— Begin Data rows —
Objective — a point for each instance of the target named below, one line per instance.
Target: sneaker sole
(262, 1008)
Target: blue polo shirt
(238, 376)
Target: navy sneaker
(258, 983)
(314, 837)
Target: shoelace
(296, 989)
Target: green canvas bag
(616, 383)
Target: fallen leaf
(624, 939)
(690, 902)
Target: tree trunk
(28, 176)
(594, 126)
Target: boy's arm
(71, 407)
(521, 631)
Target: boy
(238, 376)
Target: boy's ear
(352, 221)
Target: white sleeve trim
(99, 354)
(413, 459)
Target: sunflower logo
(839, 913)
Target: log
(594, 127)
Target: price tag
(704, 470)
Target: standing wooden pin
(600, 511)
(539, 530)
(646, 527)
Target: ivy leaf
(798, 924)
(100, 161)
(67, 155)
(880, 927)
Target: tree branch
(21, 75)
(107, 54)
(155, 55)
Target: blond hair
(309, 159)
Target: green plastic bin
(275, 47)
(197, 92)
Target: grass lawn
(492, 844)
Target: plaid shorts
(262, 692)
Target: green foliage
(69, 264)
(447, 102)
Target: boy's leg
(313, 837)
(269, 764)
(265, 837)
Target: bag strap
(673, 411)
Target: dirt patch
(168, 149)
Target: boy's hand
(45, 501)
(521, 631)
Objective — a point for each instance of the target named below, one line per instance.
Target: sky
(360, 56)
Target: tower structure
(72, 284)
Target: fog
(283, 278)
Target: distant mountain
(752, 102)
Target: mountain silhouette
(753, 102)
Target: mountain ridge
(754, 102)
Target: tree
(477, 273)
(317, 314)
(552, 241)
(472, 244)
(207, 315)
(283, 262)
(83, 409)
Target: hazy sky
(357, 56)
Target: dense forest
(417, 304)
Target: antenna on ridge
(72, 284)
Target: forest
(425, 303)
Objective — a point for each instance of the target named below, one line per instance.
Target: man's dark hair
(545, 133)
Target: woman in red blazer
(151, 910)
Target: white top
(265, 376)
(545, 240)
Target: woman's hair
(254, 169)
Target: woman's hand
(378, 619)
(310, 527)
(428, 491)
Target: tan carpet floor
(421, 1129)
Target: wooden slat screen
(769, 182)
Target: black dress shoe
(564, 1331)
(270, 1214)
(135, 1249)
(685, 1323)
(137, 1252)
— End Data rows —
#### [Problem to solve]
Reproduce all of the items above, swapping every "Objective" for "Goal" and keeping everything else unchanged.

#### [Complete answer]
Goal — a point for each instance of the target named below, one line per instance.
Target: sneaker sole
(262, 1008)
Target: blue polo shirt
(238, 376)
Target: navy sneaker
(258, 983)
(314, 837)
Target: shoelace
(296, 989)
Target: green canvas bag
(616, 383)
Target: fallen leaf
(624, 939)
(690, 902)
Target: tree trunk
(28, 176)
(594, 126)
Target: boy's arm
(71, 407)
(521, 631)
Target: boy
(238, 376)
Target: boy's ear
(352, 221)
Target: white sleeve trim
(99, 354)
(413, 459)
Target: sunflower logo
(839, 913)
Target: log
(594, 127)
Target: price tag
(704, 470)
Target: standing wooden pin
(600, 511)
(539, 530)
(646, 527)
Target: ivy leaf
(798, 924)
(100, 161)
(67, 155)
(880, 927)
Target: tree branch
(21, 75)
(107, 54)
(155, 55)
Target: blond hair
(309, 159)
Target: green plastic bin
(275, 47)
(197, 92)
Target: grass lawn
(492, 844)
Target: plaid shorts
(262, 692)
Target: green foliage
(69, 264)
(447, 102)
Target: boy's leg
(313, 837)
(269, 764)
(265, 837)
Target: bag strap
(673, 411)
Target: dirt patch
(168, 149)
Target: boy's hand
(45, 501)
(521, 631)
Goal — a point for each instance of the target named below, one line per instance.
Target: sky
(360, 56)
Target: tower structure
(72, 284)
Target: fog
(283, 278)
Target: distant mountain
(752, 102)
Target: mountain silhouette
(753, 102)
Target: mountain ridge
(754, 102)
Target: tree
(477, 273)
(317, 314)
(552, 241)
(472, 244)
(207, 315)
(283, 262)
(83, 409)
Target: hazy sky
(357, 56)
Target: dense forest
(417, 304)
Target: antenna on ridge
(72, 284)
Target: forest
(425, 303)
Goal — a point for each instance of the target named below, one line per instance.
Target: man's dark hair
(545, 133)
Target: woman in red blazer
(151, 910)
Target: white top
(265, 376)
(545, 240)
Target: woman's hair
(254, 169)
Target: woman's hand
(378, 619)
(310, 527)
(428, 491)
Target: tan carpet floor
(421, 1129)
Target: wooden slat screen
(769, 182)
Target: black dress shoe
(564, 1331)
(270, 1214)
(135, 1249)
(685, 1323)
(137, 1252)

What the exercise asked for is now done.